# AIM OF THE EXERCISE
What is needed is an exact copy of the data that follows.

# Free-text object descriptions
* * * * *
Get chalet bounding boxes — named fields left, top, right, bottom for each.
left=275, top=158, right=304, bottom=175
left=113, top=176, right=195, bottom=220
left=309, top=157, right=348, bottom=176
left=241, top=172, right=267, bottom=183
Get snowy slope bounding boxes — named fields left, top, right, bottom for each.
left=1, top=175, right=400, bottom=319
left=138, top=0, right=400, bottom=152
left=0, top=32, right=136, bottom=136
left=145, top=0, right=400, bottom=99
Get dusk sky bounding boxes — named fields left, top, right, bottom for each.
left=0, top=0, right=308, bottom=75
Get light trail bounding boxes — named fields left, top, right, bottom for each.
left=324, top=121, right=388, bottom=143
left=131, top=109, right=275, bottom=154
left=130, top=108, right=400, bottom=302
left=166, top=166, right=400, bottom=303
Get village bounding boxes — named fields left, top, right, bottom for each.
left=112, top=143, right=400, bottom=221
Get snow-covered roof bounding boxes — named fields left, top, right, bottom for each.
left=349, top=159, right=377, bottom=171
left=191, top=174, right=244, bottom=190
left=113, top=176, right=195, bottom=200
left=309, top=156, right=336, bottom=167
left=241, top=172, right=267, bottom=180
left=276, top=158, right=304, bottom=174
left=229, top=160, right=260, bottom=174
* * * * *
# FINISHED EXERCISE
Get chalet bounding boxes — named fields left, top, right, bottom for each.
left=275, top=158, right=304, bottom=175
left=113, top=176, right=195, bottom=220
left=309, top=157, right=348, bottom=176
left=241, top=172, right=267, bottom=183
Get snowy slope bounding boxes — named fields left, top, right, bottom for each.
left=1, top=175, right=400, bottom=319
left=138, top=0, right=400, bottom=152
left=0, top=32, right=136, bottom=136
left=145, top=0, right=400, bottom=99
Get dusk sky bounding boxes — named fields left, top, right, bottom for each.
left=0, top=0, right=308, bottom=75
Get light trail bounding boxes — named fields left, top, right, bottom for each.
left=324, top=121, right=388, bottom=143
left=131, top=109, right=275, bottom=154
left=130, top=108, right=400, bottom=302
left=166, top=166, right=400, bottom=303
Get village bounding boxes — named fields left, top, right, bottom for each.
left=112, top=143, right=400, bottom=221
Get snow-covered roof bounding boxes — named fields left, top, right, bottom for each.
left=349, top=159, right=377, bottom=171
left=191, top=174, right=244, bottom=190
left=113, top=176, right=195, bottom=200
left=309, top=156, right=336, bottom=167
left=241, top=172, right=267, bottom=180
left=276, top=158, right=304, bottom=174
left=229, top=160, right=260, bottom=174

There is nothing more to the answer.